Work instructions
How much money did President Bush commit to rebuilding New Orleans and other affected areas, according to the post about his Hurricane Katrina radio address?

Extract provided
Saturday, August 26, 2006

Bush's Hallow Rhetoric

President Bush has again promised that the government will learn from mistakes made during Hurricane Katrina. This was made in his weekly radio address to the nation as he mentioned how the disaster exposed deep-seated poverty and a lack of readiness to deal with the crisis. Moreover, he said disaster response would improve and committed $110bn to rebuilding New Orleans and other affected areas.

The president made such remarks because next week Tuesday is the first year anniversary of the disaster where more than 1,000 people were killed when the hurricane struck the Gulf Coast of the US almost a year ago. But his words are close to being considered more than just hallow, but callous as well. Fewer than 200,000 of the original half-million inhabitants have returned to their ruined homes.

Katrina revealed that federal, state and local governments were unprepared to respond to such an extraordinary disaster. How will it respond to a biological attack from our enemies? Katrina also exposed a deep-seated poverty that has cut people off from the opportunities of their country. Where are the educational monies, small business loans, basic social services that will help our citizens living in the Gulf Coast obtain such opportunities?

As a year will mark the tragedy all the government and our president has to say is more words. The president said that this work would require the sustained commitment of our government, the generosity and compassion of the American people, and the talent and vision of people determined to restore their homes, neighborhoods and cities. For the people living in the Gulf Coast such rhetoric has long ago turned hallow. They want action!

Record extracts
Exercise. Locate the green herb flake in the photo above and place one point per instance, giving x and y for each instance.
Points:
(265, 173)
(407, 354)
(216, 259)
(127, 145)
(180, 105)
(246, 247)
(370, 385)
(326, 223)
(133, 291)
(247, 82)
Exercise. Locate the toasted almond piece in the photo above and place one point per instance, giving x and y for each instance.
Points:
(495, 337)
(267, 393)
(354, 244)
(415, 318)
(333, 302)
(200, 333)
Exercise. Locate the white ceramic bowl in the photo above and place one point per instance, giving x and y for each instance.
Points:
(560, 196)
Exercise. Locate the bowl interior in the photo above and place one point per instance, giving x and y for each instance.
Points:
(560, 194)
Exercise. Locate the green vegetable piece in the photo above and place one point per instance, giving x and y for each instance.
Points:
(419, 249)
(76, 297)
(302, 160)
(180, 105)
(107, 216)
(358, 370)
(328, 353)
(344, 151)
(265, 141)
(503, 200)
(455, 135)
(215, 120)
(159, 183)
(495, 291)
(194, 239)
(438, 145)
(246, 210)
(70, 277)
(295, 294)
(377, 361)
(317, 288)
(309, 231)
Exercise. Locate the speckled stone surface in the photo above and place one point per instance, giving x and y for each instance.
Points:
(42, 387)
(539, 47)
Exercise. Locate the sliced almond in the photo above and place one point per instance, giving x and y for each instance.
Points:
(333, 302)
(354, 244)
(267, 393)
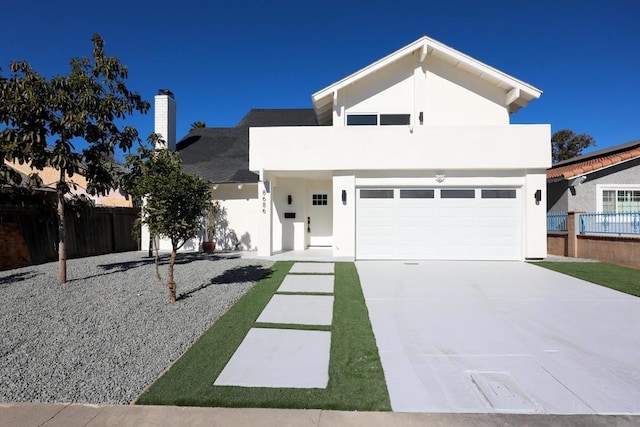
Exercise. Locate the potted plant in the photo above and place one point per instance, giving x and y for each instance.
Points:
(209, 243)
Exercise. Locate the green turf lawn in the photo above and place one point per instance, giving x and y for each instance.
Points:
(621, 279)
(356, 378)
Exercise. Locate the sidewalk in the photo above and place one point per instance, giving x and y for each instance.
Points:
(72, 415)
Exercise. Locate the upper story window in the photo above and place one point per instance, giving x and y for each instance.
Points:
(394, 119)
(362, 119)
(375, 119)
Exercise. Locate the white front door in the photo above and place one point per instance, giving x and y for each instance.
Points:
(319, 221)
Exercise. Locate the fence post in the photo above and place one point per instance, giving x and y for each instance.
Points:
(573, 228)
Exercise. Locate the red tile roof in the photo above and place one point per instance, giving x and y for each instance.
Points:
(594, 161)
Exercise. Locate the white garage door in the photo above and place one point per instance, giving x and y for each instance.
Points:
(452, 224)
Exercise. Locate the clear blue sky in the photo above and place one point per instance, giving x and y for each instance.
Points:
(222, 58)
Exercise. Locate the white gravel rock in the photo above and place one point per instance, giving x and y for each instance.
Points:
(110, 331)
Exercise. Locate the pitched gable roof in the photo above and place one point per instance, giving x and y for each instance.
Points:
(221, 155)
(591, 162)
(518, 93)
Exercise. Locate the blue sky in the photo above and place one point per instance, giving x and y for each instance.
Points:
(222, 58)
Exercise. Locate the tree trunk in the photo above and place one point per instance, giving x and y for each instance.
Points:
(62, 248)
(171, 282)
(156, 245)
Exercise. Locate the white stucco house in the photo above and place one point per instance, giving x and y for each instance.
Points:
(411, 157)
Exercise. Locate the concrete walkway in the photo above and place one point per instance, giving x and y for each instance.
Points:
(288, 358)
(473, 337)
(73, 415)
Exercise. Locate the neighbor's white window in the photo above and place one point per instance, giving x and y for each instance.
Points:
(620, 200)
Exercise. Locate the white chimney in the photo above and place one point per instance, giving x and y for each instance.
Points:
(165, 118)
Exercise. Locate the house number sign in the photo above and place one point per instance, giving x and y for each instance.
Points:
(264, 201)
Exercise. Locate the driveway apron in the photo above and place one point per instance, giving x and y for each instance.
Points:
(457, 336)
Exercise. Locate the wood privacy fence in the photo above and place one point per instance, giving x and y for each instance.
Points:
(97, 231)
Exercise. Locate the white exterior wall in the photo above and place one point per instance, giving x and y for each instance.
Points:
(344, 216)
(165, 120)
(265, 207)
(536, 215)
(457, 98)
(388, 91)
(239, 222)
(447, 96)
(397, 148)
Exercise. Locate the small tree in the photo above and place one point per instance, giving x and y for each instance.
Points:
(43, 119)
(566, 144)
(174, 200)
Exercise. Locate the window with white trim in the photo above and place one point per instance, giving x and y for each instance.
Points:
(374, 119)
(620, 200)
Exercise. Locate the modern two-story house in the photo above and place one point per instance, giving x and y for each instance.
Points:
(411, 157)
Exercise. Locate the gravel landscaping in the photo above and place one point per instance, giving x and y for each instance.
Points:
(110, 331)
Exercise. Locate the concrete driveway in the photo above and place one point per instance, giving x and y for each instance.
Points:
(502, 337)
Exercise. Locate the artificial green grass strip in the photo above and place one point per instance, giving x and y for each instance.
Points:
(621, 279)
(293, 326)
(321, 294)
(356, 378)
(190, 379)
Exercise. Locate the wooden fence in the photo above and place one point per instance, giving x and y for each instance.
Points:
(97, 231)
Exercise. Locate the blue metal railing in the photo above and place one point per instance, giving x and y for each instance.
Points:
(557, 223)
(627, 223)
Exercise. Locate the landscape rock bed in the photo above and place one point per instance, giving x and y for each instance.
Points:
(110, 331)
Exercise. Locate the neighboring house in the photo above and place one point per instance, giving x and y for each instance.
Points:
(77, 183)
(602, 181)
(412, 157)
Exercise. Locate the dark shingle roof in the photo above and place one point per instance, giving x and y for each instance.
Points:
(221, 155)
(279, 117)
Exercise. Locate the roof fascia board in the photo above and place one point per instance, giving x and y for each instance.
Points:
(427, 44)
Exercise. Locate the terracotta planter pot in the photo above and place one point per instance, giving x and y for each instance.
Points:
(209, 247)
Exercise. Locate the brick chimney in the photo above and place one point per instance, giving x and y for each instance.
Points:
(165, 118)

Output for this task
$110bn.